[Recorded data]
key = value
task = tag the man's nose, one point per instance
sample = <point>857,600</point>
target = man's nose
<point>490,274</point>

# ABOUT THIS TASK:
Exact copies of all entries are what's needed here.

# ANSWER SPACE:
key = value
task = tag the man's nose, one point per instance
sample = <point>857,600</point>
target = man's nose
<point>490,274</point>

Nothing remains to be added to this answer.